* TASK PROMPT
Copy every entry exactly.

▼

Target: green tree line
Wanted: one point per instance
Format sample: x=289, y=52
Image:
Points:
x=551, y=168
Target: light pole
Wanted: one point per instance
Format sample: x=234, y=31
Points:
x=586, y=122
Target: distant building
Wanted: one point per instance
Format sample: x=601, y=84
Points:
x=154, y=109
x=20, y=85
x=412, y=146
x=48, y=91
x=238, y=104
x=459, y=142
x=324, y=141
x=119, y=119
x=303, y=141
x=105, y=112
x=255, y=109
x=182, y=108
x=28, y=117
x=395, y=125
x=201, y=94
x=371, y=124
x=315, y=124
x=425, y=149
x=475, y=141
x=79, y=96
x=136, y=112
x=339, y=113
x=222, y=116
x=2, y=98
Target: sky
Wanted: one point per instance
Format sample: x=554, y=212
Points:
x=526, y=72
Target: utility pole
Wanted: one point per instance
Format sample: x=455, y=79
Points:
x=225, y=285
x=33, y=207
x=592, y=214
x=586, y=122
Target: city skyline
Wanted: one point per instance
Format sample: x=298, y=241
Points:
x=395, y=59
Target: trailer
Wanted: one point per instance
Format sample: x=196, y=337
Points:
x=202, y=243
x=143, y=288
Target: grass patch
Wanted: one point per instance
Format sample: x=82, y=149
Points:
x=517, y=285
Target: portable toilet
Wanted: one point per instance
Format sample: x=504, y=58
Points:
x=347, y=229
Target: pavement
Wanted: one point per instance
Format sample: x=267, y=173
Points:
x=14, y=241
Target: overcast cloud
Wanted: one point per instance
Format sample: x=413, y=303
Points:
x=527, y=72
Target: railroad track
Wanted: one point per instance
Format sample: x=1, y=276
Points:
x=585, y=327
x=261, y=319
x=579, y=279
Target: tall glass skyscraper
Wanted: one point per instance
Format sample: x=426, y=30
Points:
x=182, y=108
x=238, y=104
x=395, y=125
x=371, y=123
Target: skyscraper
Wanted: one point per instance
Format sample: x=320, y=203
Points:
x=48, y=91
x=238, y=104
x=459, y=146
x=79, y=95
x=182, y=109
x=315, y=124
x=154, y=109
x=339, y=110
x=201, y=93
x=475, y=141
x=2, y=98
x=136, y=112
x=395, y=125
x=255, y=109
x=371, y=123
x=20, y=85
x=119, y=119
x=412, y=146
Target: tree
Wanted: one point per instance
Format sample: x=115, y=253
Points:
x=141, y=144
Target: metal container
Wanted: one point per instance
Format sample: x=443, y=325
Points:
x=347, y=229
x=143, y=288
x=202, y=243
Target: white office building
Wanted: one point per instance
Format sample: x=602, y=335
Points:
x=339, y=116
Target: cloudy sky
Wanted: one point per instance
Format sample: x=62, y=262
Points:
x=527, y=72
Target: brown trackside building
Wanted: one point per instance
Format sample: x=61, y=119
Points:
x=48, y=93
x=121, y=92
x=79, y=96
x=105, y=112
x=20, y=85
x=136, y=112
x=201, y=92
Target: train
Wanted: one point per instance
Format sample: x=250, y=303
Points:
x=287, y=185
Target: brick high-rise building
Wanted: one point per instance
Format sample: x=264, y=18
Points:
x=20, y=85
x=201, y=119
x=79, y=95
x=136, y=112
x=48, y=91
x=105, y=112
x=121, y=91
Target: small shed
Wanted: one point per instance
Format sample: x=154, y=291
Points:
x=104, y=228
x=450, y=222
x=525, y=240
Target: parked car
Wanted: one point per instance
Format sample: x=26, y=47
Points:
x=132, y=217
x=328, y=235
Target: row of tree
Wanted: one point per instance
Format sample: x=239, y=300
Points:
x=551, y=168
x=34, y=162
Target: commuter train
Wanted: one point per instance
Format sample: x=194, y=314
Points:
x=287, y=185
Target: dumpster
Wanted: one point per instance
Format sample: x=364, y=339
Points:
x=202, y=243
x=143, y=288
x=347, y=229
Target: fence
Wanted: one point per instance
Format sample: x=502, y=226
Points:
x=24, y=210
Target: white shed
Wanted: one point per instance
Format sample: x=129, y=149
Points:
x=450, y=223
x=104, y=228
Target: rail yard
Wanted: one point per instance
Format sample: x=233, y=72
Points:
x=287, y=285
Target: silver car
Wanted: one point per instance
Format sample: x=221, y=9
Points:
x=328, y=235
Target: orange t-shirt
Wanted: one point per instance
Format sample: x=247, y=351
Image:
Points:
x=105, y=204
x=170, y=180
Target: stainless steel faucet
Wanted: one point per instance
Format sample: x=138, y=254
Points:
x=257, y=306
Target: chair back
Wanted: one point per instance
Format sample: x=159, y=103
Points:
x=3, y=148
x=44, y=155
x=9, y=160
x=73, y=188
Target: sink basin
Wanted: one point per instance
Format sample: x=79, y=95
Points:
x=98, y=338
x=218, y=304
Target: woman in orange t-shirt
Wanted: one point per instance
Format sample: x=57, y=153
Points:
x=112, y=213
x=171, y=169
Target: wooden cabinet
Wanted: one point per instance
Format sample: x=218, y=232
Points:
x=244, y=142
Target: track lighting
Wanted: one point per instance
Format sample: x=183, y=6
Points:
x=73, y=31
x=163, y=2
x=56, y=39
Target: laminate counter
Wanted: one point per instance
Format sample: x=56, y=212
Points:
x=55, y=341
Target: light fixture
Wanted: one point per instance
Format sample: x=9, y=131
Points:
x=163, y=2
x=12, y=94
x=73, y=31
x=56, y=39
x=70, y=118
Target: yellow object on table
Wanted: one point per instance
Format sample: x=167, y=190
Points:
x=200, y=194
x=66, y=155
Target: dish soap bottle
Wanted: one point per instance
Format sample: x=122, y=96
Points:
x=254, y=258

▲

* CORRECT ANSWER
Target: green tree line
Wanted: one point per instance
Format sample: x=289, y=52
Image:
Points:
x=551, y=168
Target: light pole
Wanted: one point per instance
Format sample: x=234, y=31
Points:
x=586, y=122
Target: distant building
Wanted: one point per instance
Format sample: x=601, y=84
Points:
x=154, y=109
x=20, y=85
x=412, y=146
x=48, y=91
x=238, y=104
x=459, y=142
x=324, y=141
x=119, y=119
x=303, y=141
x=105, y=112
x=255, y=109
x=182, y=108
x=28, y=117
x=395, y=125
x=201, y=94
x=371, y=124
x=315, y=124
x=425, y=149
x=475, y=141
x=79, y=96
x=136, y=112
x=339, y=113
x=222, y=116
x=2, y=98
Target: sky
Wanted: one point per instance
Format sample: x=554, y=212
Points:
x=526, y=72
Target: utility pole
Wanted: one point per instance
Format sample: x=455, y=79
Points:
x=225, y=285
x=33, y=207
x=592, y=214
x=586, y=122
Target: city skyline
Wanted: one point per instance
Format sample: x=298, y=241
Points:
x=395, y=59
Target: trailer
Wanted: one point per instance
Format sample: x=196, y=337
Points:
x=202, y=243
x=143, y=288
Target: grass patch
Wanted: one point per instance
Format sample: x=82, y=149
Points:
x=517, y=285
Target: portable toilet
Wanted: one point per instance
Format sample: x=504, y=58
Points:
x=347, y=229
Target: pavement
Wanted: one point per instance
Format sample: x=267, y=173
Points:
x=14, y=241
Target: overcast cloud
Wanted: one point per instance
Format sample: x=413, y=303
Points:
x=527, y=72
Target: railroad track
Wanted: one point per instance
Format sample: x=1, y=276
Points:
x=585, y=327
x=261, y=319
x=579, y=279
Target: tall glass skyscraper
Wanted: one point per instance
Format sample: x=426, y=30
Points:
x=182, y=108
x=238, y=104
x=395, y=125
x=371, y=123
Target: skyscraper
Wanted: one point per instance
Format sample: x=320, y=203
Points:
x=48, y=91
x=238, y=104
x=459, y=146
x=79, y=95
x=182, y=109
x=315, y=124
x=154, y=109
x=339, y=110
x=201, y=93
x=475, y=141
x=2, y=98
x=136, y=112
x=395, y=125
x=255, y=109
x=371, y=123
x=20, y=85
x=119, y=119
x=412, y=146
Target: tree
Wanted: one point per instance
Format sample: x=115, y=253
Points:
x=141, y=144
Target: metal container
Wanted: one point per instance
Format sample: x=443, y=325
Points:
x=347, y=229
x=143, y=288
x=202, y=243
Target: white office building
Wanted: one point per instance
Format sample: x=602, y=335
Points:
x=339, y=116
Target: cloudy sky
Wanted: one point per instance
Format sample: x=62, y=262
Points:
x=527, y=72
Target: brown trackside building
Wanted: one point per instance
Format sample: x=61, y=119
Points:
x=48, y=93
x=121, y=92
x=79, y=96
x=105, y=112
x=20, y=85
x=136, y=112
x=201, y=92
Target: train
Wanted: one point per instance
Format sample: x=250, y=303
Points:
x=287, y=185
Target: brick high-rise building
Wanted: one point per instance
Format sample: x=264, y=18
Points:
x=20, y=85
x=201, y=119
x=79, y=95
x=136, y=112
x=48, y=91
x=105, y=112
x=121, y=91
Target: small shed
Wanted: one point per instance
Format sample: x=154, y=291
Points:
x=104, y=228
x=450, y=222
x=525, y=240
Target: parked car
Wanted: one point per instance
Format sample: x=26, y=47
Points:
x=132, y=217
x=328, y=235
Target: row of tree
Wanted: one point per instance
Format sample: x=239, y=300
Points:
x=551, y=168
x=34, y=162
Target: commuter train
Wanted: one point per instance
Format sample: x=194, y=314
Points:
x=287, y=185
Target: dumpster
Wanted: one point per instance
Format sample: x=364, y=339
Points:
x=202, y=243
x=143, y=288
x=347, y=229
Target: fence
Wanted: one point per instance
Format sample: x=502, y=226
Points:
x=24, y=210
Target: white shed
Wanted: one point per instance
Format sample: x=129, y=149
Points:
x=450, y=223
x=104, y=228
Target: rail yard
Wanted: one point per instance
Format sample: x=233, y=72
Points:
x=287, y=285
Target: silver car
Wanted: one point per instance
Format sample: x=221, y=9
Points:
x=328, y=235
Target: orange t-shirt
Wanted: one point per instance
Format sample: x=247, y=351
Image:
Points:
x=105, y=204
x=170, y=180
Target: stainless steel faucet
Wanted: one point per instance
Format sample: x=138, y=254
Points:
x=257, y=306
Target: chair back
Wanted: one point per instance
Format sample: x=159, y=103
Points:
x=3, y=148
x=44, y=155
x=9, y=160
x=73, y=188
Target: sink basin
Wanted: one point per instance
Format sample: x=79, y=95
Points:
x=98, y=338
x=218, y=304
Target: woman in orange t-shirt
Wanted: one point per instance
Format sample: x=57, y=153
Points:
x=112, y=213
x=171, y=169
Target: wooden cabinet
Wanted: one point per instance
Format sample: x=218, y=232
Points:
x=244, y=142
Target: track lighting
Wanted: one point per instance
Format sample: x=183, y=6
Points:
x=73, y=31
x=163, y=2
x=56, y=39
Target: laminate counter
Wanted: one point per instance
Format sample: x=56, y=212
Points:
x=55, y=341
Target: light fixture
Wanted: one point per instance
Format sample: x=9, y=131
Points:
x=163, y=2
x=12, y=94
x=73, y=31
x=56, y=39
x=70, y=118
Target: yellow object on table
Wanted: one point per instance
Format sample: x=167, y=190
Points:
x=200, y=194
x=66, y=155
Target: dish soap bottle
Wanted: one point per instance
Format sample: x=122, y=96
Points:
x=254, y=258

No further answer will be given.